» Arbeitsanweisungen
a) Gib aus dem Textauszug wörtlich den Abschnitt wieder, der bei "Einige Wochen habe" beginnt und bei "eben die Puppen." endet.
b) Nenne alle Bücher und Buchreihen, die im Textauszug mit Titel erwähnt werden, in der Form, in der sie dort stehen.

» Textauszug
────────────────

Einige Wochen habe ich vergnügt am Gefälschten Herz gearbeitet, bis ich das Ende meines Plots erreicht hatte (woher kennen wir das nur?). Dann habe ich zwei Kapitel für Zornesbraut geschrieben, das dritte/fünfte Buch der Chroniken der Elomaran. Und schon liegt beides wieder auf Halde, und ich habe mich endlich einem Herzensprojekt zugewandt: Dem Haus der Puppen. Die Idee dazu ist bald ein Jahr alt, sie kam mir letzten August auf einer Busfahrt von der Arbeit nach Hause – manchmal staune ich über mich selbst, zu welchen kreativen Höhenflügen ich nach Feierabend noch fähig bin, wenn ich eigentlich völlig erschöpft bin und mich nur nach heißem Tee und einem Bett sehne. Im Februar 2000 habe ich auf dem Heimweg angefangen, die Elomaran zu schreiben, und letztes Jahr waren es eben die Puppen.
Schreiben wollte ich das Buch ursprünglich schon im letzten Nanowrimo – aber als ich zwei Wochen vor dem Start immer noch nicht mehr Plot hatte als an jenem Augustnachmittag, habe ich es kurzfristig wieder auf Eis gelegt, in Null-Komma-Nix Geigenzauber aus dem Boden gestampft, geplottet und geschrieben, und auch wenn meine Puppen mir immer wie ein tolles Buch erschienen, wußte ich nicht, ob ich das jemals schreiben kann. Alle Zutaten sind da: ein geheimnisvolles Herrenhaus, Star zahlreicher unsäglicher und weniger guter Mysteryromane, die ich schon immer so gern lese. Puppen, gruselig, bleich und kalt, wie ich seit Jahren liebe und sammeln würde, hätte ich das Geld und den Platz dafür. Und Feen. Habe ich erwähnt, dass ich Feen toll finde, schöne, arrogante Bastarde, die sie sind? Angesiedelt im Jahr 1908, einer Epoche, die ich grundsätzlich hinbekommen müsste – aber es fehlte irgendwie das entscheidende Element, das den Plot ins Rollen bringt.

────────────────

Datensätze mit Punktannotationen:

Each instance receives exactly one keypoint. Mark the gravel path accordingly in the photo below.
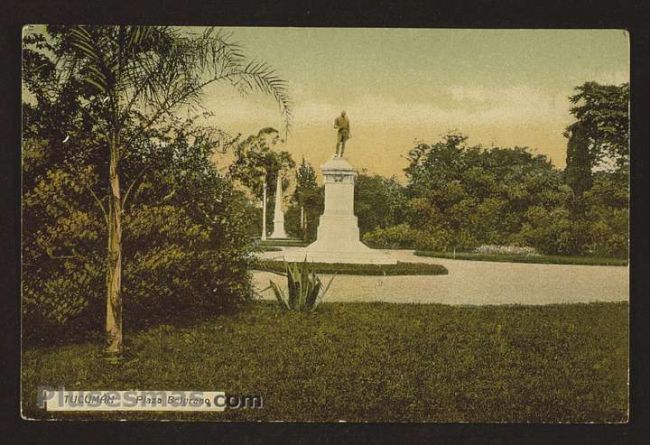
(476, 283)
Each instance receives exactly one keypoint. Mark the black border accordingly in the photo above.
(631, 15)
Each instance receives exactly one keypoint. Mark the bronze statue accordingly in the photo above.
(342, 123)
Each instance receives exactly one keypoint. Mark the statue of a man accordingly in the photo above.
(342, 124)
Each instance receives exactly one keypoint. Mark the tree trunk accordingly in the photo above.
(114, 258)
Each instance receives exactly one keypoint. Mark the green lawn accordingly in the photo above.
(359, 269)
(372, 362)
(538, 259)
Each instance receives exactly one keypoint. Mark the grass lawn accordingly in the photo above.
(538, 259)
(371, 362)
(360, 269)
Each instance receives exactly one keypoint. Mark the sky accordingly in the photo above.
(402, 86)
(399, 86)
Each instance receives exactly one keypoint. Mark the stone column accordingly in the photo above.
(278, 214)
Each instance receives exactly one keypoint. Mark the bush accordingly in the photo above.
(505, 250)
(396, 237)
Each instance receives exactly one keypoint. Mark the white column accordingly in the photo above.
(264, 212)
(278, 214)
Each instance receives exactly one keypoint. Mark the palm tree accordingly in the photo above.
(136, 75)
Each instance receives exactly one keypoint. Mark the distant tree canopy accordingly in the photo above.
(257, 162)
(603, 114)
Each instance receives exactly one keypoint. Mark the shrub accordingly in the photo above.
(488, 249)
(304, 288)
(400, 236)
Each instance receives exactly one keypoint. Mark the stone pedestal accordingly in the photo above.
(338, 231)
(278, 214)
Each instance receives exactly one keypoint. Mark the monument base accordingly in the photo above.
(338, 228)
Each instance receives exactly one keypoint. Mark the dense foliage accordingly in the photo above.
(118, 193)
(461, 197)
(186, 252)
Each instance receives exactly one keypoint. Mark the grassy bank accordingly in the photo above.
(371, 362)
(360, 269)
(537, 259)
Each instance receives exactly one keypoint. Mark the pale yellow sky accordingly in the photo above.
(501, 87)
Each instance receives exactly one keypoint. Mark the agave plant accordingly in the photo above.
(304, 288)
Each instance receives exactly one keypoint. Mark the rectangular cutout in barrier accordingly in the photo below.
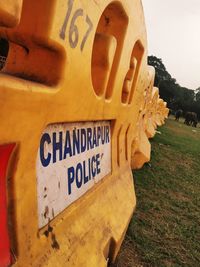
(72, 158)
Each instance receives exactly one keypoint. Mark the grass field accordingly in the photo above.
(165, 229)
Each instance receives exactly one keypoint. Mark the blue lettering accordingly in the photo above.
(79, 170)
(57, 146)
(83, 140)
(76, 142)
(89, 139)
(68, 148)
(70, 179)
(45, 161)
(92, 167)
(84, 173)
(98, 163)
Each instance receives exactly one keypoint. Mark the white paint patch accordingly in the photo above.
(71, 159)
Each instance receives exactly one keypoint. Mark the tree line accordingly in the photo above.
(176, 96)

────────────────

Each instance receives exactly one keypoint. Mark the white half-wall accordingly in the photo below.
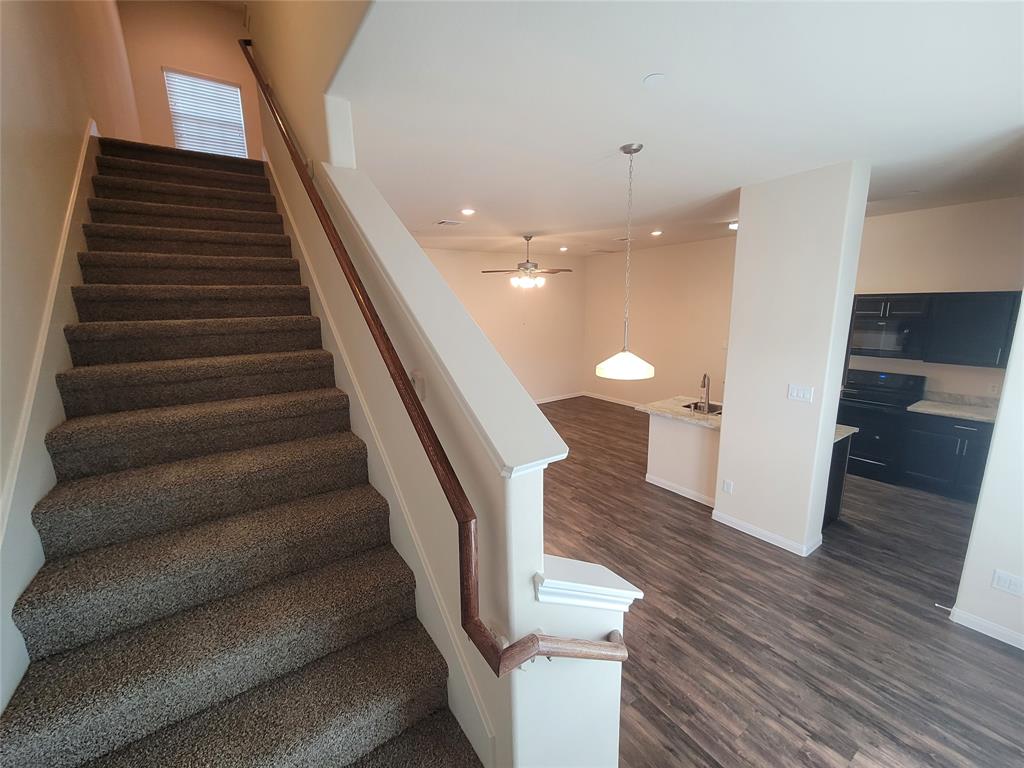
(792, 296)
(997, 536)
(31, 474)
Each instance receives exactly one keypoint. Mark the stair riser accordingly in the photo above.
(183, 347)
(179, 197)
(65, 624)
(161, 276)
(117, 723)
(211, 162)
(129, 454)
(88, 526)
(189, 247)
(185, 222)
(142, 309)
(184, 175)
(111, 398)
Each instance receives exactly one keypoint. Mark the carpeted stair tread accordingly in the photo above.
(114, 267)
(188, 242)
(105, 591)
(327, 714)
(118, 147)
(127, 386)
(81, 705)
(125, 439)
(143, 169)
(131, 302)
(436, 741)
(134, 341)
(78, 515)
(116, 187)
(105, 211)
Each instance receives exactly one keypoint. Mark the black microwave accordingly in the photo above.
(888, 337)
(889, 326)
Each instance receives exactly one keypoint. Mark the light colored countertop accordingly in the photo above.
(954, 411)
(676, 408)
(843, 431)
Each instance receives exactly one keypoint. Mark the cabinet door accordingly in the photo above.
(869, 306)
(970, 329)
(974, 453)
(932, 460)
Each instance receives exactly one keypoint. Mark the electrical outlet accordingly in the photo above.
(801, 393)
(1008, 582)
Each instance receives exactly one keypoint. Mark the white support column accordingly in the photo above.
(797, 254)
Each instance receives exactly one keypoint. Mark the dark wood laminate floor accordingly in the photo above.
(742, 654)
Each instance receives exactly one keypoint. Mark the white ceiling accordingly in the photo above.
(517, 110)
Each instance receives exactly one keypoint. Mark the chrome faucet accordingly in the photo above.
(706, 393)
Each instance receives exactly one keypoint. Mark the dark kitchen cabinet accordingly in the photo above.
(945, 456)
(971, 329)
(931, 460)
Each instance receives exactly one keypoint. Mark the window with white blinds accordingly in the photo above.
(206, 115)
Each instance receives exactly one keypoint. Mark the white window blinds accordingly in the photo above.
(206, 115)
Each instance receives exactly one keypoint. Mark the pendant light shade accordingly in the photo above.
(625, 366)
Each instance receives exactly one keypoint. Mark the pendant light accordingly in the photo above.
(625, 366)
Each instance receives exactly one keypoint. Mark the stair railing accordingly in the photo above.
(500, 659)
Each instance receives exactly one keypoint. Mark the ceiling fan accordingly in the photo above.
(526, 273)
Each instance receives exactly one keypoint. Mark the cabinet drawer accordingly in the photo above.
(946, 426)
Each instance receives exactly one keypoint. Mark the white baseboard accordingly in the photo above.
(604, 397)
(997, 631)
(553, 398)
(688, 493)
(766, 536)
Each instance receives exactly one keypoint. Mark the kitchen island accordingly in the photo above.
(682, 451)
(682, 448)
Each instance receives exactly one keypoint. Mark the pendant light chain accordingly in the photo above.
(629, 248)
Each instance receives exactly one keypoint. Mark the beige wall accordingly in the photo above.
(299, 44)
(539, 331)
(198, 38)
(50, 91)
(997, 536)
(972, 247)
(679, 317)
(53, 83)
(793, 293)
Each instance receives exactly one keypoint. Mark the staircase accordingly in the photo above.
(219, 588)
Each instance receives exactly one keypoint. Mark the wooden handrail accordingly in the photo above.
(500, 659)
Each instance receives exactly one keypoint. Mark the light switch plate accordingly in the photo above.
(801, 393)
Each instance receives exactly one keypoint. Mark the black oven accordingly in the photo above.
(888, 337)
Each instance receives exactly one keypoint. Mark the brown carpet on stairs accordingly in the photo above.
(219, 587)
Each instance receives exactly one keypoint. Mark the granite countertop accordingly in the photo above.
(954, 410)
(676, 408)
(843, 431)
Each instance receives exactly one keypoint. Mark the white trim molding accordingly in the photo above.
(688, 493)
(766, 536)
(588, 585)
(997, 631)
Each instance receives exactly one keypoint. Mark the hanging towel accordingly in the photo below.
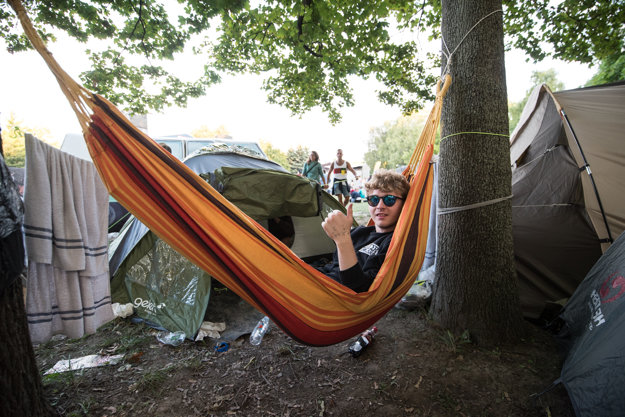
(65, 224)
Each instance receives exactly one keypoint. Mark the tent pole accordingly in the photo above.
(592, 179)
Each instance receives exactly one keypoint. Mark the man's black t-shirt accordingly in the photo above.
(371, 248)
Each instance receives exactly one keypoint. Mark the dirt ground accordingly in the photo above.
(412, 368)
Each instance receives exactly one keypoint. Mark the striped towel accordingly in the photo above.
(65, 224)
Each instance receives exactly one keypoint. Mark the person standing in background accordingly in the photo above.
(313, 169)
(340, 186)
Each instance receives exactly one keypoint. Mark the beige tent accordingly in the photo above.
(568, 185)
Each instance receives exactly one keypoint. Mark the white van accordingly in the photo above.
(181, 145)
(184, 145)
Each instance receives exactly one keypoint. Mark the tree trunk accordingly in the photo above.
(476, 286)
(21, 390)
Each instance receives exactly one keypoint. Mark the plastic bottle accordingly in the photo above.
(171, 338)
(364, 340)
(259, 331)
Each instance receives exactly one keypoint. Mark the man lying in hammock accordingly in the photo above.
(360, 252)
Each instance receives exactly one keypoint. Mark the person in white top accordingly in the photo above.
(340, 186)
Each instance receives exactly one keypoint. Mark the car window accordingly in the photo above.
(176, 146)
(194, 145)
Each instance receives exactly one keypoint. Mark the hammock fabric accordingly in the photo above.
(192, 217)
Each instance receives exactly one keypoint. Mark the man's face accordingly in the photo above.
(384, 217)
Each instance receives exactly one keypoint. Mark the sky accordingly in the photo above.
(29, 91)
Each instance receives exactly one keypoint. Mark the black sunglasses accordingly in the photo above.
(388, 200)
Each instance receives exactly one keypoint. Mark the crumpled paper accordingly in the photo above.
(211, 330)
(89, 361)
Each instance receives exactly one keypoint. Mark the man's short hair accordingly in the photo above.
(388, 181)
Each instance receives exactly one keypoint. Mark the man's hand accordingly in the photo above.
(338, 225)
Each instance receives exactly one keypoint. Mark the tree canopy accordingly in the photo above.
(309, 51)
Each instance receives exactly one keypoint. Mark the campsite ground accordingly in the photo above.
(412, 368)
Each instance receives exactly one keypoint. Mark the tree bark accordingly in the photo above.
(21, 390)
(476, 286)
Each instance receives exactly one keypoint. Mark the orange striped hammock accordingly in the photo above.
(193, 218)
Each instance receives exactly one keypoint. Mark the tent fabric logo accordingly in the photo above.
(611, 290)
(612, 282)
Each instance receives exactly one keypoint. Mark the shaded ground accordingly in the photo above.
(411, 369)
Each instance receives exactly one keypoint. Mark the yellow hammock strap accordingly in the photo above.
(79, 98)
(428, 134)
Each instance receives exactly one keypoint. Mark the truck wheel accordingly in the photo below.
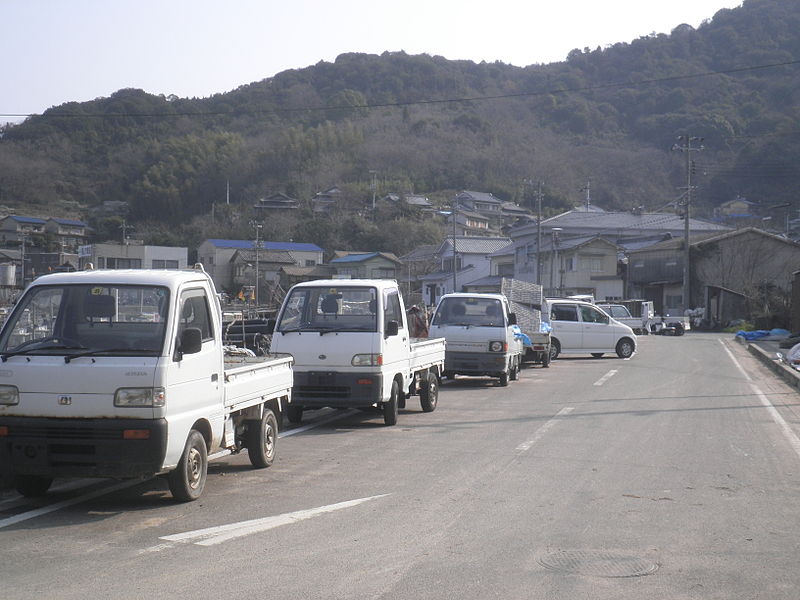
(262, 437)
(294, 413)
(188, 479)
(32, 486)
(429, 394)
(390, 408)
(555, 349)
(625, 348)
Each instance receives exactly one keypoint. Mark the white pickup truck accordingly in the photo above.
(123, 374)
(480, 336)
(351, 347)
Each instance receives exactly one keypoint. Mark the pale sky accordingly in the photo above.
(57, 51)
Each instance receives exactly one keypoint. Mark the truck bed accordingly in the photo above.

────────────────

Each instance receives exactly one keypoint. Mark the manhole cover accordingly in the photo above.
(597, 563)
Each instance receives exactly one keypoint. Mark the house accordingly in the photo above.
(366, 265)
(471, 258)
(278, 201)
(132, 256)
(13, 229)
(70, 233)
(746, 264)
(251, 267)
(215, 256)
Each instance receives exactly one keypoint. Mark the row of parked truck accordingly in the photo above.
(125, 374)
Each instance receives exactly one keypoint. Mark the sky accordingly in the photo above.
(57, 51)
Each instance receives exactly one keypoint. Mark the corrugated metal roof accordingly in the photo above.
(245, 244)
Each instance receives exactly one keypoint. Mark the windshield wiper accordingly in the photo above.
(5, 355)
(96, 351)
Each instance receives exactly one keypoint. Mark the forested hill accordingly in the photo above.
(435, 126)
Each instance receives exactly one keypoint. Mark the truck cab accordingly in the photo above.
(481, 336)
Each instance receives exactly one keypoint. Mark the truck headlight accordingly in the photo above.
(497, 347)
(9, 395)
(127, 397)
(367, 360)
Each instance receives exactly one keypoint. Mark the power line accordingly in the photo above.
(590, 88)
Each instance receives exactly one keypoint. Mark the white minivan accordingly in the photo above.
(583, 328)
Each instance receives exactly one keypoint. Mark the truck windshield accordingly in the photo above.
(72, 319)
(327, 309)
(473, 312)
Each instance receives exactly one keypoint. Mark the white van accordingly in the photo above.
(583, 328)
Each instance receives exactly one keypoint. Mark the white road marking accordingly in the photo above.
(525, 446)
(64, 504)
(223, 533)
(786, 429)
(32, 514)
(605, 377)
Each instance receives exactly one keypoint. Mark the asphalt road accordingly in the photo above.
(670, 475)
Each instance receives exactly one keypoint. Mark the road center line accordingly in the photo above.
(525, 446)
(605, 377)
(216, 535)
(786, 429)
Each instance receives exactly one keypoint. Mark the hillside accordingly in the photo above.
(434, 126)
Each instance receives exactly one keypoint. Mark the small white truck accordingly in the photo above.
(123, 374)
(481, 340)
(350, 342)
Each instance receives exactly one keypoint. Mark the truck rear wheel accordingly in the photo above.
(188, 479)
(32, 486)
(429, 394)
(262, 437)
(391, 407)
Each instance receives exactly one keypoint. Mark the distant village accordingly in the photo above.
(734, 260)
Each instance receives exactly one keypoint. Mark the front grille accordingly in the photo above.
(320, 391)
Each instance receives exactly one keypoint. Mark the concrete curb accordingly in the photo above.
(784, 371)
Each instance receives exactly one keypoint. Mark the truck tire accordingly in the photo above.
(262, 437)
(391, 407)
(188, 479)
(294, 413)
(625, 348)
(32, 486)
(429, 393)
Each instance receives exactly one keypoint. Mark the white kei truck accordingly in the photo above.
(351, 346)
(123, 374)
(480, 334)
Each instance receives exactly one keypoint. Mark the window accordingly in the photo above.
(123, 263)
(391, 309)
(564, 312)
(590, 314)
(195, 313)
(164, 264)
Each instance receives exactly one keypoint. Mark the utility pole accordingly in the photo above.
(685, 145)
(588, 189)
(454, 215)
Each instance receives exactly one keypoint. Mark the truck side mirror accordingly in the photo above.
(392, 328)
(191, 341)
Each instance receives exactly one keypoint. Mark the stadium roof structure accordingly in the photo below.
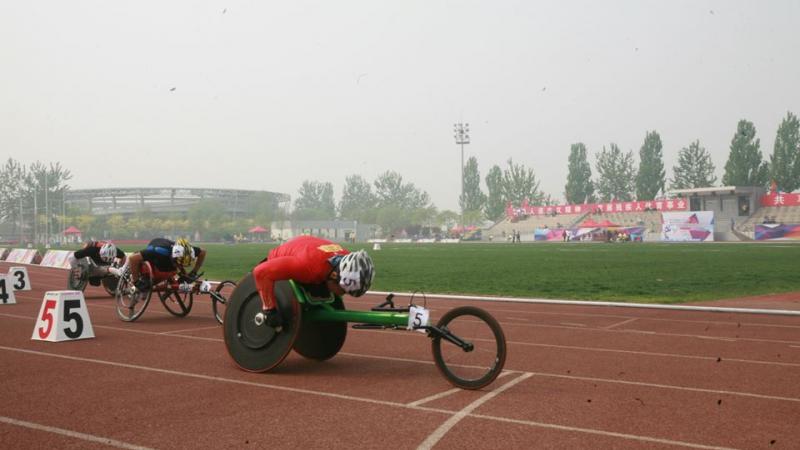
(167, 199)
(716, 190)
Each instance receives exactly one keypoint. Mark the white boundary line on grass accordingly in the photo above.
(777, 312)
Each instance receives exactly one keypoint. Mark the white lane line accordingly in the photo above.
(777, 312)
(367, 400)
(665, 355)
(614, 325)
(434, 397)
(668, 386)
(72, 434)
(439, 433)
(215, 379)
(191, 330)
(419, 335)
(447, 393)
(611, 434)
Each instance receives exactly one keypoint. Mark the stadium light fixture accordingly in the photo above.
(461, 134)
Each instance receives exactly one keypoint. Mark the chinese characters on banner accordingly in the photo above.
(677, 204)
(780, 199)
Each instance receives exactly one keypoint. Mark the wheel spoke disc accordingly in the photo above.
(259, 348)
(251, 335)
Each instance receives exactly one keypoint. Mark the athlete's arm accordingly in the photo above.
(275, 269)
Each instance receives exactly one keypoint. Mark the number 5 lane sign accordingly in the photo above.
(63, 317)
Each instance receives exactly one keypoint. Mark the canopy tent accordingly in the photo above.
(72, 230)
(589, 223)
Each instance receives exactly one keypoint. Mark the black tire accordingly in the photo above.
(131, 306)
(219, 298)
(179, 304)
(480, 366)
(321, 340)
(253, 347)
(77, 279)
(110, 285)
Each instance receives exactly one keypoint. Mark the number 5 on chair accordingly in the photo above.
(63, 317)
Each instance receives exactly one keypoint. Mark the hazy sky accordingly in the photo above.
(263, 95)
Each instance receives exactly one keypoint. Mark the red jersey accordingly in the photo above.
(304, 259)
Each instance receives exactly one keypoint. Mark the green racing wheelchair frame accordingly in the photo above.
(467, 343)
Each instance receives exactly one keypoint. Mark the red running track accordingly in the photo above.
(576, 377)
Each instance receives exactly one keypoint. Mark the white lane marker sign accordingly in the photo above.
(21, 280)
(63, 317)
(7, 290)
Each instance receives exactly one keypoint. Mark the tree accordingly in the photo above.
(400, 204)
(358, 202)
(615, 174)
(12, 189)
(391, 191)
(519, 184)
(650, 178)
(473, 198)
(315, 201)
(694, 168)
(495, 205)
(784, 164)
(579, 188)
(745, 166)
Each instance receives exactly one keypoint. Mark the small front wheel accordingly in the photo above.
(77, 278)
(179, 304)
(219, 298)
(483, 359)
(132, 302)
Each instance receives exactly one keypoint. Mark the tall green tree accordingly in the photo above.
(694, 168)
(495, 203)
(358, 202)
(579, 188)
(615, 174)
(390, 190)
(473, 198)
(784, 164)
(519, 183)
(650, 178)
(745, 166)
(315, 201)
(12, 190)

────────────────

» Schriftliche Lösungen
a)
Einige Wochen habe ich vergnügt am Gefälschten Herz gearbeitet, bis ich das Ende meines Plots erreicht hatte (woher kennen wir das nur?). Dann habe ich zwei Kapitel für Zornesbraut geschrieben, das dritte/fünfte Buch der Chroniken der Elomaran. Und schon liegt beides wieder auf Halde, und ich habe mich endlich einem Herzensprojekt zugewandt: Dem Haus der Puppen. Die Idee dazu ist bald ein Jahr alt, sie kam mir letzten August auf einer Busfahrt von der Arbeit nach Hause – manchmal staune ich über mich selbst, zu welchen kreativen Höhenflügen ich nach Feierabend noch fähig bin, wenn ich eigentlich völlig erschöpft bin und mich nur nach heißem Tee und einem Bett sehne. Im Februar 2000 habe ich auf dem Heimweg angefangen, die Elomaran zu schreiben, und letztes Jahr waren es eben die Puppen.

b)
Gefälschten Herz
Zornesbraut
Chroniken der Elomaran
Haus der Puppen
Geigenzauber